• _TASKS_
(1) In the biography of Barr, which medal did Pope Benedict XVI award him in 2007?
(2) Write the next part of the biography of Barr, starting after its last sentence.

• _TEXT TO READ_
-.-.-
Barr received his PhD in theoretical particle physics from Princeton University in 1978. Princeton awarded him the Charlotte Elizabeth Proctor Fellowship "for distinguished research." He went on to do research at the University of Pennsylvania as a post-doctoral fellow (1978–1980), the University of Washington as a research assistant professor (1980–1985), and Brookhaven National Laboratory as an associate scientist (1985–1987), before joining the faculty of the University of Delaware in 1987. He was elected director of the Bartol Research Institute of the University of Delaware in 2011.

Barr, a practicing Catholic, writes and lectures frequently on the relation of science and religion. From 2000 to 2017 he served on the Editorial Advisory Board or Advisory Council of the ecumenical religious intellectual journal First Things, in which many of his articles and book reviews have appeared since 1995. His writing has also appeared in Commonweal, National Review, Modern Age, The Public Interest, America, The Wall Street Journal, and other publications. In 2002 he gave the Erasmus Lecture, sponsored by the Institute on Religion and Public Life. In 2007 he was awarded the Benemerenti Medal by Pope Benedict XVI. In 2010 he was elected a member of the Academy of Catholic Theology. He is also president of the Society of Catholic Scientists.
-.-.-
• _GIVEN MATERIAL_
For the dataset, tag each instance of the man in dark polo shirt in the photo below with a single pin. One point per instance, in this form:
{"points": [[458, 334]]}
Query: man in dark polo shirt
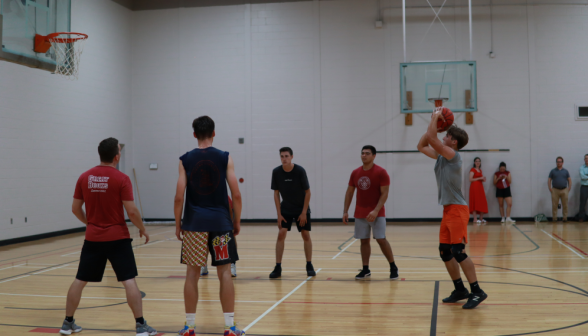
-.-.-
• _ANSWERS TO THE PROBLEMS_
(1) The Benemerenti Medal.

(2)
== Public lectures ==
In 2002, Barr delivered the sixteenth Erasmus Lecture, titled Retelling the Story of Science, sponsored by First Things magazine and the Institute on Religion and Public Life. In his lecture, Barr explored the relationship between modern science and religious faith, arguing that the supposed conflict between the two is based on misunderstandings of both scientific inquiry and theological tradition. Drawing on his background as a physicist, he proposed a more integrated account of scientific and religious knowledge that respects the integrity of both.

== Personal life ==
He is married to Kathleen Whitney Barr. They have five children.

Barr is the younger brother of William Barr, the 77th and 85th Attorney General of the United States, and the son of Donald Barr, an educator who served as headmaster of Dalton School and Hackley School. He graduated from Columbia College in 1974.

==Publications==
- Stephen M. Barr, (2006) Modern Physics and Ancient Faith. University of Notre Dame Press. ISBN 0268021988.
- Stephen M. Barr, (2006) A Student's Guide to Natural Science. ISI Press. ISBN 1932236929
- Stephen M. Barr, (2011) Science and Religion: The Myth of Conflict (Explanations). Catholic Truth Society. ISBN 1860827276
- Stephen M. Barr, (2016) The Believing Scientist: Essays on Science and Religion. Description & arrow/scrollable preview. Eerdmans. ISBN 0802873707

=== Articles ===
Stephen M. Barr, (2023) Contrary to Popular Belief: The Catholic Church Has No Quarrel With Evolution and Never Condemned It.